[Excerpts from point annotation data]
********
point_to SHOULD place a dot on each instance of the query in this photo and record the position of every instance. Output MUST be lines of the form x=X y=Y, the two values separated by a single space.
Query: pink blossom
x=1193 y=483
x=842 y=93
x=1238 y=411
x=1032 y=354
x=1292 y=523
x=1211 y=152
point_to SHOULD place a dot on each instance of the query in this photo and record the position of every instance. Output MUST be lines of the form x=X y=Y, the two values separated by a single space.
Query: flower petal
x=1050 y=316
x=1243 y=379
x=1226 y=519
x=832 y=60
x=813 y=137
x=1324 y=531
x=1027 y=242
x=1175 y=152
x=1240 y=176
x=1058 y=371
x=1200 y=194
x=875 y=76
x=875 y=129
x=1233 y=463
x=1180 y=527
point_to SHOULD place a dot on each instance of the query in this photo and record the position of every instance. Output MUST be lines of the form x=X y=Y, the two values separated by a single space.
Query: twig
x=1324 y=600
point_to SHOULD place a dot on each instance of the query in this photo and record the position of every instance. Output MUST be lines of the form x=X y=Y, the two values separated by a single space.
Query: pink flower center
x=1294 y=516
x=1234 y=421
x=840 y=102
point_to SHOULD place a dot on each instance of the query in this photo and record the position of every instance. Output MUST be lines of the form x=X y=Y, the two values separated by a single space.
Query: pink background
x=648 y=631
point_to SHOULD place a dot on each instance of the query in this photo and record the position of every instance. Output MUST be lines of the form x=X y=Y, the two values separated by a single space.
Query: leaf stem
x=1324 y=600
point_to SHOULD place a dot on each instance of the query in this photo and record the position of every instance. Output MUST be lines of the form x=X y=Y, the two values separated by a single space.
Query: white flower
********
§ Description of the task: Please copy the records exactly, beginning with their first line and continuing through the line that contains "x=1211 y=152", including that line.

§ Written answer:
point_to SHOULD place a dot on each instance of the query in this photo and record the position of every instance. Output MUST be lines of the form x=X y=Y, the two values separated by a single space.
Query: pink blossom
x=1193 y=483
x=842 y=93
x=1238 y=411
x=1032 y=354
x=1292 y=523
x=1211 y=152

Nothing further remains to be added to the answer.